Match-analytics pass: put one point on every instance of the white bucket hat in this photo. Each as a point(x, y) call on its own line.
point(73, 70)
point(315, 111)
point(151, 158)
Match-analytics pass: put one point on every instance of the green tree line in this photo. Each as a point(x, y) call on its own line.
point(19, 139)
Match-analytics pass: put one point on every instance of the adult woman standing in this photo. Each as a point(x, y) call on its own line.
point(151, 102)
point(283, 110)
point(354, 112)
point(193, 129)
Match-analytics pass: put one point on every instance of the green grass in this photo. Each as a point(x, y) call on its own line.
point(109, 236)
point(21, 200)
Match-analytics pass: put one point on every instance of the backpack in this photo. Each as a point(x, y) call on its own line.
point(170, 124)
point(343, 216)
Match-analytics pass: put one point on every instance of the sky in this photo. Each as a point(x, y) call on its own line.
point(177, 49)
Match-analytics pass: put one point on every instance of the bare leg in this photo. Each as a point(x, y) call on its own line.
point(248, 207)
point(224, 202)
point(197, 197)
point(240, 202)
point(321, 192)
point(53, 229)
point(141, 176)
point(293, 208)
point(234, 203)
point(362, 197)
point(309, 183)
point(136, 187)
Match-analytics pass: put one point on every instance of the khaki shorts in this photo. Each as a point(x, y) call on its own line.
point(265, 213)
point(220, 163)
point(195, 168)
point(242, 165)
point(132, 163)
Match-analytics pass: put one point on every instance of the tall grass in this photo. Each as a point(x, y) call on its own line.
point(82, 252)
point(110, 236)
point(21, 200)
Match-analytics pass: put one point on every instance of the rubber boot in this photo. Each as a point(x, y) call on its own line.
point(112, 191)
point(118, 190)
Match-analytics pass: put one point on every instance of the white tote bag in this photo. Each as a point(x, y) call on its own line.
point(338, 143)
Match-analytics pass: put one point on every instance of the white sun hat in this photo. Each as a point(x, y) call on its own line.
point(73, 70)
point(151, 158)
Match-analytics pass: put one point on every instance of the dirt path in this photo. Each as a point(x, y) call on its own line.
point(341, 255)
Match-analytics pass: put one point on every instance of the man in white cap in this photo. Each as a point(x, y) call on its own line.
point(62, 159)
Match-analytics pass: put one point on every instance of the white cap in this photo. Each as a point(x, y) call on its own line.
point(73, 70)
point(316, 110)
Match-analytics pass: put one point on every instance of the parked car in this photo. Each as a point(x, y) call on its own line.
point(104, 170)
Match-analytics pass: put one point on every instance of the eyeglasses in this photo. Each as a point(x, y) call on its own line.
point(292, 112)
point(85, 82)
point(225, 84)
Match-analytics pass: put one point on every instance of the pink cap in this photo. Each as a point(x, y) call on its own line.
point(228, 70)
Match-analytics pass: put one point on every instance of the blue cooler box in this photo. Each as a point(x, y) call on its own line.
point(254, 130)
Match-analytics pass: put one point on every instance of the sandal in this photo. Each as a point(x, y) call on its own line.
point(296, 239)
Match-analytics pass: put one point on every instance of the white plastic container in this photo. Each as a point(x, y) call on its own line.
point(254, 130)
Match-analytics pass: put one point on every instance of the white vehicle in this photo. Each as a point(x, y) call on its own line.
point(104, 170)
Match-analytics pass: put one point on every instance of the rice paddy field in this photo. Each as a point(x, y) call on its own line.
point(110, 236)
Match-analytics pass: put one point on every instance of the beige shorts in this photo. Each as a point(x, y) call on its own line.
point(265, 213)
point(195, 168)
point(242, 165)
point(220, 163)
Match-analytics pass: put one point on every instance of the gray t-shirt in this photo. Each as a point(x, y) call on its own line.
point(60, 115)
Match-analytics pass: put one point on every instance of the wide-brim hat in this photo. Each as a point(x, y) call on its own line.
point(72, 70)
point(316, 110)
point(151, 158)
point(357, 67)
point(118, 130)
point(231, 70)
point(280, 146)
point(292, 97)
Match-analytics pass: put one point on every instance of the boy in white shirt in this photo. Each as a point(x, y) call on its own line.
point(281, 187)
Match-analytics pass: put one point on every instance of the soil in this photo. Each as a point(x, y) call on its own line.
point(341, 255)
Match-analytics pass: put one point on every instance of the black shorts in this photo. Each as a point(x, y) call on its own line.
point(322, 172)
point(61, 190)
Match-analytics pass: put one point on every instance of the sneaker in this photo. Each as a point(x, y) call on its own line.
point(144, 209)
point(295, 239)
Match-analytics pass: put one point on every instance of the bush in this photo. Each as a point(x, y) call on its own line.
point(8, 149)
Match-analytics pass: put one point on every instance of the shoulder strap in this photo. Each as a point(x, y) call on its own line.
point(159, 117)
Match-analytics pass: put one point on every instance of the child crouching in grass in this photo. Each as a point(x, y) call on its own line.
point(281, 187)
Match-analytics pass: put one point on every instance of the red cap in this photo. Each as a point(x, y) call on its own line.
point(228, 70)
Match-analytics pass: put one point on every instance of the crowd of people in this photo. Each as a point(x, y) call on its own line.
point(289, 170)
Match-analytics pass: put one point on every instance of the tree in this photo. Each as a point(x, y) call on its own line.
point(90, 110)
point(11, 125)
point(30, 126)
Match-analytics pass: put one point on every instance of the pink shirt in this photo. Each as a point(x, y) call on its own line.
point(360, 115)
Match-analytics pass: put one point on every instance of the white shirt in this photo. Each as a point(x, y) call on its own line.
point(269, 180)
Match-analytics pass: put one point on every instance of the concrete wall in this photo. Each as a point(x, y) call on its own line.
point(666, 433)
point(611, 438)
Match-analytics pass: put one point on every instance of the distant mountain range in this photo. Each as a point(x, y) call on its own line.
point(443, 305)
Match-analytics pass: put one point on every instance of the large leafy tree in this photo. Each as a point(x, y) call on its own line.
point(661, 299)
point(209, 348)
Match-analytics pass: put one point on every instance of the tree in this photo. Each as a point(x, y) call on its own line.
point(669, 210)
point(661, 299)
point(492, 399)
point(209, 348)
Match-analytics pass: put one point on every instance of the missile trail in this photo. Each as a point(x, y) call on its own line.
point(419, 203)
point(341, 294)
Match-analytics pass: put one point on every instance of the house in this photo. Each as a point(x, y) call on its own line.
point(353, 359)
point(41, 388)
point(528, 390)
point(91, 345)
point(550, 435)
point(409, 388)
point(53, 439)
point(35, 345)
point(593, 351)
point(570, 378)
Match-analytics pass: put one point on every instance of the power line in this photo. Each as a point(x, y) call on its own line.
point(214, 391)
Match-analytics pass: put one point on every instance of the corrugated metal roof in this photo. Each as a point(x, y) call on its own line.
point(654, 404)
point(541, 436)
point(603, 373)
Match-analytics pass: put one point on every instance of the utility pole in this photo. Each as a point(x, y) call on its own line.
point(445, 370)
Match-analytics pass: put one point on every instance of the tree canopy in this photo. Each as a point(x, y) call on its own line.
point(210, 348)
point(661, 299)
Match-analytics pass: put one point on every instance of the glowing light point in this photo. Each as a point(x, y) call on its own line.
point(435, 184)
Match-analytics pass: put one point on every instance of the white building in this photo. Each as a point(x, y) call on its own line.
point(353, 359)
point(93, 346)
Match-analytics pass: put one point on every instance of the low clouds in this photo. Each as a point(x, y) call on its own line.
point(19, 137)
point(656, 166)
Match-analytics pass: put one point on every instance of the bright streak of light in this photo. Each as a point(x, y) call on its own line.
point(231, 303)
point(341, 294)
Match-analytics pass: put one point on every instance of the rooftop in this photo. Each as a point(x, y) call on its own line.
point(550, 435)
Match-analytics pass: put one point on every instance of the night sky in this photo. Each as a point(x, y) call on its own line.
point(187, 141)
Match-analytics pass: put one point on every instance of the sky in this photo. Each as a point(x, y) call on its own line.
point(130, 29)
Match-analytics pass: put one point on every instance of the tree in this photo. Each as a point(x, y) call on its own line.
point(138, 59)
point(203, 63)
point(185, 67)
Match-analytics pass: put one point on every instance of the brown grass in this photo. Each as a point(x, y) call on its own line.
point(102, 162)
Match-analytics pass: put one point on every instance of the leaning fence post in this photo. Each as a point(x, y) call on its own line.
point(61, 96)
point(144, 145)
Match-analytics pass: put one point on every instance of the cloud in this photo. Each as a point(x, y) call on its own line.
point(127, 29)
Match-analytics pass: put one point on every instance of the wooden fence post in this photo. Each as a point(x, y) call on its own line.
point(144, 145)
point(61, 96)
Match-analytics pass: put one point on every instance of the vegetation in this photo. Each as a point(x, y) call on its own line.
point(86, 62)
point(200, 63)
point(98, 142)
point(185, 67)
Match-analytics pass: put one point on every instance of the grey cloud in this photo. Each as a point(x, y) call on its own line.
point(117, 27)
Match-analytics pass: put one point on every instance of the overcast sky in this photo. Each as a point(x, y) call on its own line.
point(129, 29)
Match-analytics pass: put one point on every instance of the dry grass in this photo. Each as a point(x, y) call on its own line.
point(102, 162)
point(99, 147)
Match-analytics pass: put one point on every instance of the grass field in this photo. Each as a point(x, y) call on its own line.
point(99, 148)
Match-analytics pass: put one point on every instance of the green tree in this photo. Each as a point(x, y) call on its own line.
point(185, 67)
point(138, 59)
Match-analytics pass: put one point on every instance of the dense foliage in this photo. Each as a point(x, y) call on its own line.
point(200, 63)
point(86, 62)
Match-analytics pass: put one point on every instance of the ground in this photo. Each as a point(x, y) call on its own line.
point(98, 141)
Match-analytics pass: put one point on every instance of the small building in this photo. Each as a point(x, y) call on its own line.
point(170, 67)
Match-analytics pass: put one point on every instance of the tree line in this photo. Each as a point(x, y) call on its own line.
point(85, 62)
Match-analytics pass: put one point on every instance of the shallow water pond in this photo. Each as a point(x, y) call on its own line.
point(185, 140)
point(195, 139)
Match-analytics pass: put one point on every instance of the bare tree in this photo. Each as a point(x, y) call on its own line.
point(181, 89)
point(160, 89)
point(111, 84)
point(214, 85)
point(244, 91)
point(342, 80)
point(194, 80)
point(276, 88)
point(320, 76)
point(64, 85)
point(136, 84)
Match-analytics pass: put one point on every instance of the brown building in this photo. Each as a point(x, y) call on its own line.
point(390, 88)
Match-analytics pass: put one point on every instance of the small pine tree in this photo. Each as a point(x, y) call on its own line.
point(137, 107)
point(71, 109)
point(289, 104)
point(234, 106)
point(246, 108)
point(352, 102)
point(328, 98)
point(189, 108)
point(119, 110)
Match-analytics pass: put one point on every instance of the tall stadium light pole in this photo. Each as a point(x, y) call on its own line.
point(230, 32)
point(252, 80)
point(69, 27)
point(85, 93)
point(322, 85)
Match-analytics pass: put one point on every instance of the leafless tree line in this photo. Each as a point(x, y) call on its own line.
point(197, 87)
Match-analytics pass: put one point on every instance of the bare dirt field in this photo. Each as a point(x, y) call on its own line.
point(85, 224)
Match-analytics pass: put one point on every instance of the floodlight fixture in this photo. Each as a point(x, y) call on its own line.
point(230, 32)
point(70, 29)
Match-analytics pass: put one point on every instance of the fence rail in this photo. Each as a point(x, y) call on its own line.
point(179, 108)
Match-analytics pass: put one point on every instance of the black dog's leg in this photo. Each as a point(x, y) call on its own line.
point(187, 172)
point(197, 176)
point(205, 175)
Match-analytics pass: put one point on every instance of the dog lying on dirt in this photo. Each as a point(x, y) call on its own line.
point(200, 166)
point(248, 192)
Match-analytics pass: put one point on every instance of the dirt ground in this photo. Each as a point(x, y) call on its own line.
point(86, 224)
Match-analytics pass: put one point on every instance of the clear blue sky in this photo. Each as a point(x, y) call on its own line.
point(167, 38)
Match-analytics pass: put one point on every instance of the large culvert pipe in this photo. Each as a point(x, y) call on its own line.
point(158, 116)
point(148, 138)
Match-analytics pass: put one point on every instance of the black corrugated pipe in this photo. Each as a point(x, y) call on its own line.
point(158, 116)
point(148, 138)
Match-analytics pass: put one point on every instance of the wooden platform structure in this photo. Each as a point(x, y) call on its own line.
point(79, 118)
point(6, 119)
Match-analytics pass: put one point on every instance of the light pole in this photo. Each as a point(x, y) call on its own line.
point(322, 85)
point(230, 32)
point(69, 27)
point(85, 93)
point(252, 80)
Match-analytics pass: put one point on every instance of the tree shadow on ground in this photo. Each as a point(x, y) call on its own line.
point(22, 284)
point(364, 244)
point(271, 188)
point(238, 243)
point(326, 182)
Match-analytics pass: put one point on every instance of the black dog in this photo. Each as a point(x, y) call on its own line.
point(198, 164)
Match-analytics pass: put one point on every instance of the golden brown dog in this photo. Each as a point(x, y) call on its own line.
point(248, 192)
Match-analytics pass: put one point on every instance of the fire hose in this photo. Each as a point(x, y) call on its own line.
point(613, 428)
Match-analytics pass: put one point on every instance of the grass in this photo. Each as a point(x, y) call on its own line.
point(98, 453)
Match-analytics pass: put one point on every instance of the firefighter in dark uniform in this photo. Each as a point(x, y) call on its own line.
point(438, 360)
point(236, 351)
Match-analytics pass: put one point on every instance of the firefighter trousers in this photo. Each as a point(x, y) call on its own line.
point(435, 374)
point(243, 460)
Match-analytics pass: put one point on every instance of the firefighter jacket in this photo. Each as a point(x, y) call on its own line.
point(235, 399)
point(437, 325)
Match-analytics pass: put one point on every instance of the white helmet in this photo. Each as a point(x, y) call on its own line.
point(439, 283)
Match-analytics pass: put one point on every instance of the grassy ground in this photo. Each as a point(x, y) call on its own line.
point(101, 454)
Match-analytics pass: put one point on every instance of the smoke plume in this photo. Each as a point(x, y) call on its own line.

__Instructions to follow__. From the line holding "the grass in" to the final line of the data, output each line exactly and nothing more.

__Response__.
Match-analytics pass: put one point on every instance of the grass in this photo. Each as a point(x, y) call on its own line.
point(98, 453)
Match-analytics pass: put one point on every instance of the firefighter in dark uniform in this photo. Each as a point(x, y) call on its own line.
point(438, 360)
point(236, 351)
Match-analytics pass: put one point on every instance of the firefighter trousers in this photo. Each as a point(x, y) call on its own line.
point(435, 374)
point(243, 460)
Match-analytics pass: put one point on every instance of the firefighter jacket in this photo. Each as a point(x, y) call on its own line.
point(235, 399)
point(437, 325)
Match-analytics pass: put one point on every instance of the white helmet in this photo. Each as a point(x, y) call on its own line.
point(439, 283)
Match-analytics pass: put one point on every instance of the grassy ground in this photo. Each as a point(x, y) call on its own line.
point(101, 454)
Match-analytics pass: put one point on every instance of the smoke plume in this photo. Each as a point(x, y) call on its own line.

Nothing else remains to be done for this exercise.